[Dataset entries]

»»

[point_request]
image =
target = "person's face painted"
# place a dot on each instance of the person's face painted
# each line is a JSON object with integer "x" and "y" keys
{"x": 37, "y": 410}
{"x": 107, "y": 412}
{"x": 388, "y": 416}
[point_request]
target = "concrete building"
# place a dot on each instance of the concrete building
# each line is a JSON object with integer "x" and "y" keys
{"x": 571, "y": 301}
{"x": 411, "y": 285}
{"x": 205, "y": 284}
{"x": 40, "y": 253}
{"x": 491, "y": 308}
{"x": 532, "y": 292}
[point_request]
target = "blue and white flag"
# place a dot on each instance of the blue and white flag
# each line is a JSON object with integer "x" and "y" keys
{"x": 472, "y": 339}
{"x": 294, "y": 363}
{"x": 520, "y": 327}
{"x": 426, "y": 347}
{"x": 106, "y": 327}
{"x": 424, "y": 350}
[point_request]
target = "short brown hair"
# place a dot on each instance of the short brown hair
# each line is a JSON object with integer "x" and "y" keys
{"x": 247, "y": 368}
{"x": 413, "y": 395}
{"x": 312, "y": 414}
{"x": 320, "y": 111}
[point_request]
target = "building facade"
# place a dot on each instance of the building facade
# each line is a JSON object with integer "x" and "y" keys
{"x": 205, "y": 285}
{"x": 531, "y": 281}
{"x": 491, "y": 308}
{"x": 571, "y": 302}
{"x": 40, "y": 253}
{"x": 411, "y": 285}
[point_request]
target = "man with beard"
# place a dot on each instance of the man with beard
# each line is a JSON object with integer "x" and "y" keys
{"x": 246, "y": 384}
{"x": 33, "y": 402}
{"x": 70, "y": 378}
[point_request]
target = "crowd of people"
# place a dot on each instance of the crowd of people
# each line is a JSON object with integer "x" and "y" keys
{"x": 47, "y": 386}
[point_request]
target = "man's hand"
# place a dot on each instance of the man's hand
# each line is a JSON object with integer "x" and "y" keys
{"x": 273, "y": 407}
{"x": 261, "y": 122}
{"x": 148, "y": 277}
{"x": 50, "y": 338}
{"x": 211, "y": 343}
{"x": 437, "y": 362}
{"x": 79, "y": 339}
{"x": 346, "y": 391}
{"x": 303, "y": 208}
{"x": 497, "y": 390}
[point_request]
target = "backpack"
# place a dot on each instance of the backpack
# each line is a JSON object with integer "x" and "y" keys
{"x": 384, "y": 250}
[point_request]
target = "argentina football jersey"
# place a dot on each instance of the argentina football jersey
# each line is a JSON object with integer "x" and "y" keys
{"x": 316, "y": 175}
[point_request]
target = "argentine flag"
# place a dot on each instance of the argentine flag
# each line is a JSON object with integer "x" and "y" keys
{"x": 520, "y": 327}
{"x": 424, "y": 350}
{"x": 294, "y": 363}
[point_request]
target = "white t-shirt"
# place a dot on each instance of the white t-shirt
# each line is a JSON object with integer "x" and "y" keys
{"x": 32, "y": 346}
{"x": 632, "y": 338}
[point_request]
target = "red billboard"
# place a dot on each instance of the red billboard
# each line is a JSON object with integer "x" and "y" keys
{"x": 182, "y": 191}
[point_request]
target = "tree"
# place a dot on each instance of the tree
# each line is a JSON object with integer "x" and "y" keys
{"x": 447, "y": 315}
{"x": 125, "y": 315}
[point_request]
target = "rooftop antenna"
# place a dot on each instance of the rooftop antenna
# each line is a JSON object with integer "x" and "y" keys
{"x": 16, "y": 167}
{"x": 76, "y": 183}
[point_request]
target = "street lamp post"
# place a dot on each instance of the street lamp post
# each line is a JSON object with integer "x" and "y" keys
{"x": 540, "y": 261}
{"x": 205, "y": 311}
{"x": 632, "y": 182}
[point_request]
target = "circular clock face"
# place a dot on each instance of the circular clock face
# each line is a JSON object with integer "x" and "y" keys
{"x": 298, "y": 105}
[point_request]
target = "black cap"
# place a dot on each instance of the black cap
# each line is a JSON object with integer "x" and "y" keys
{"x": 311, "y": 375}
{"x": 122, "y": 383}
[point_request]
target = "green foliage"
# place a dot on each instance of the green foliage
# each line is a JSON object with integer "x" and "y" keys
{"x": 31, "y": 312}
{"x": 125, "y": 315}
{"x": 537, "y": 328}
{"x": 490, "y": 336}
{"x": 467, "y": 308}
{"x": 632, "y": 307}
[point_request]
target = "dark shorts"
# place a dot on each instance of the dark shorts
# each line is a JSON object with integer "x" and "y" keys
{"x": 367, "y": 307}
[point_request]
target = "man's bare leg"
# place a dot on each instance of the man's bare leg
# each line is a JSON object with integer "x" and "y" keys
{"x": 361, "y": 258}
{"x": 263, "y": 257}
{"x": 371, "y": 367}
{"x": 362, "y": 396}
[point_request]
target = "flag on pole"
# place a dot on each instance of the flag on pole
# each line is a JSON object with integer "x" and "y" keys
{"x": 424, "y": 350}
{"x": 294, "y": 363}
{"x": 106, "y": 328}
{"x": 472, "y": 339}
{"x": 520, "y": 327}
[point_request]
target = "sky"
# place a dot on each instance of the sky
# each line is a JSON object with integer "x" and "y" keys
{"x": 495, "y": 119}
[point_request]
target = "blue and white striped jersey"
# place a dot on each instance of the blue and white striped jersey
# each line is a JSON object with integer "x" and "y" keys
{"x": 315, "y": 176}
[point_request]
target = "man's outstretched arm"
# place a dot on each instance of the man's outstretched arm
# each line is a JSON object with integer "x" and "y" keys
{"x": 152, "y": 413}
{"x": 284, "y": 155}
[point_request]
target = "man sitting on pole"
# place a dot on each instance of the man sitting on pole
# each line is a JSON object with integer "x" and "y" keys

««

YOUR INSTRUCTIONS | All lines of the data that hold "jersey" need to be copied.

YOUR RESPONSE |
target = "argentina football jersey"
# place a dot on each instance of the argentina football jersey
target = "blue and white striped jersey"
# place a dot on each instance of the blue and white striped jersey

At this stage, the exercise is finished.